What is needed: For this exercise, output the line containing "Target: orange leaf" and all lines after it to the end of the records, exactly, with no other content.
--- Records for this task ---
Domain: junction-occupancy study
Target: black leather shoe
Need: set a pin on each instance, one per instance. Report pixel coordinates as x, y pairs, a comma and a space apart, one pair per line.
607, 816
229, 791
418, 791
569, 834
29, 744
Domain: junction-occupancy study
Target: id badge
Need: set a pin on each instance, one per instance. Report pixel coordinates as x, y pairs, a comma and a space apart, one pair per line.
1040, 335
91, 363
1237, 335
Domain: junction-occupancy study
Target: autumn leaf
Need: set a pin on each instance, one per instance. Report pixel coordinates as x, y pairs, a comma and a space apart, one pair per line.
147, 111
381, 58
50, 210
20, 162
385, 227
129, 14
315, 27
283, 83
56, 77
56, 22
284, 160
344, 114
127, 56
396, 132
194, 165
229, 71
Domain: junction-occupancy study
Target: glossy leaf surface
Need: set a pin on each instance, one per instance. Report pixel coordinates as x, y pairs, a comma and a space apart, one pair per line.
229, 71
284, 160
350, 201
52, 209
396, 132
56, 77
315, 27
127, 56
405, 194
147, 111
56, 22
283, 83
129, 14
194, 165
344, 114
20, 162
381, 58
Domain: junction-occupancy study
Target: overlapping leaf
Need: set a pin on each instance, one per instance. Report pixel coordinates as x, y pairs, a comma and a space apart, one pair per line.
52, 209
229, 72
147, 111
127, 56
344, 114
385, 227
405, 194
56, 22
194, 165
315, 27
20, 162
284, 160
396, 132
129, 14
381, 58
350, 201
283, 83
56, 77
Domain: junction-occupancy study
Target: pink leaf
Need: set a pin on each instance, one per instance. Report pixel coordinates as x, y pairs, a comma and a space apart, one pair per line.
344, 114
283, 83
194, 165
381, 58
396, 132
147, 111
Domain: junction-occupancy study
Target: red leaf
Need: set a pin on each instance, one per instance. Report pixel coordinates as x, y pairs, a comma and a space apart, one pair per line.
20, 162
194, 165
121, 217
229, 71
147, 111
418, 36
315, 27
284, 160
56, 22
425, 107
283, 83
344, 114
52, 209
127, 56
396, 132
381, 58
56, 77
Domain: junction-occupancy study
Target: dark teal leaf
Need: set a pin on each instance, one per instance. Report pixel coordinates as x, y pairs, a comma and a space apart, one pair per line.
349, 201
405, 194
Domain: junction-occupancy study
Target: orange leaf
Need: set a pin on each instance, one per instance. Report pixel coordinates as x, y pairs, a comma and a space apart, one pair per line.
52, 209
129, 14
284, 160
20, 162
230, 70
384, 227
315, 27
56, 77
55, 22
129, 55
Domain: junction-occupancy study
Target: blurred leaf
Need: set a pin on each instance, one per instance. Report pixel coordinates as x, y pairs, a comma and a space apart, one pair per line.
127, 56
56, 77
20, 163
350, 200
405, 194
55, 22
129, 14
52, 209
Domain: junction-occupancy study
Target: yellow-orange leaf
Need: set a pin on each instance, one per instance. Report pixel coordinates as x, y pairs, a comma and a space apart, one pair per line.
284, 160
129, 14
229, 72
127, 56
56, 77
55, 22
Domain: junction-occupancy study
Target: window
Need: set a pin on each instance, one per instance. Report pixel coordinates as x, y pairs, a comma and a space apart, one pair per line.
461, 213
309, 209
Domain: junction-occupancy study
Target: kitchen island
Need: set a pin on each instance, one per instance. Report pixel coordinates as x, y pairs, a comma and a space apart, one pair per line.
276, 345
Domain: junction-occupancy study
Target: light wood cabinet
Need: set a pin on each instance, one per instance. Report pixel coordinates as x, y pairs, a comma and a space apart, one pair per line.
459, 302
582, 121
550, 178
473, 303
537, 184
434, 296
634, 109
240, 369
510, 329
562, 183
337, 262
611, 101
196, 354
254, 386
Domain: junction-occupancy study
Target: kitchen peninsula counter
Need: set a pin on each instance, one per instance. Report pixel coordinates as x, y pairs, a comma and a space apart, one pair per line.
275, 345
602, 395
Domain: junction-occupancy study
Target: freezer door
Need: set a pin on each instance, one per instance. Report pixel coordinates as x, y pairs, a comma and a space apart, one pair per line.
---
Result of the exercise:
Target: orange leaf
Need: set a pin on each instance, one per instance. Report pixel coordinates as x, y pairs, a comma and a space apart, one pair per line.
52, 209
129, 14
284, 160
20, 162
230, 70
384, 227
315, 27
56, 77
55, 22
129, 55
Domain: junction-occupancy study
Target: blurred leaf
Need: set a pin on each instance, one per instance. Report pixel coordinates as x, y pairs, a comma and a space apart, one pair per line.
127, 56
56, 77
20, 163
350, 200
405, 194
55, 22
129, 14
52, 209
Domain: junction-occupancy study
Target: yellow-orange leaf
Need: set a pin on each instance, one per instance. Report pixel coordinates as x, y pairs, a comma and a space apart, one pair per line.
284, 160
129, 14
229, 72
127, 56
56, 77
55, 22
Domain: junction-occupancy study
Target: window
Need: set a pin on each instance, one per instance. Report pixel coordinates as x, y pairs, a comma and a space apart, one pair per line.
461, 213
309, 209
Domain: junction-occupancy study
Target: kitchen island
Need: set a pin on each instance, one per instance. Report pixel coordinates as x, y pairs, a comma and a space apart, one pair per line.
276, 345
Domain: junction-occupancy study
Target: light wood cabinet
Need: set a pin on each instance, one per instance. Report pixel coordinates as x, y pairs, a comma and a space apart, one pair per line.
459, 302
582, 121
550, 178
473, 303
537, 184
434, 296
634, 109
240, 369
510, 329
562, 183
337, 262
611, 101
196, 354
254, 386
Domain: junction-occupancy study
Target: kitchen peninsula counter
Need: set a pin on each instance, one per instance. Report pixel coordinates as x, y pairs, a comma and a space apart, one pair per line.
275, 345
602, 395
Domain: junction-occupancy study
Target: freezer door
Need: set a pin on each instance, one per instance. Report pixel coordinates as x, y pairs, a comma and a space apart, one pair per line.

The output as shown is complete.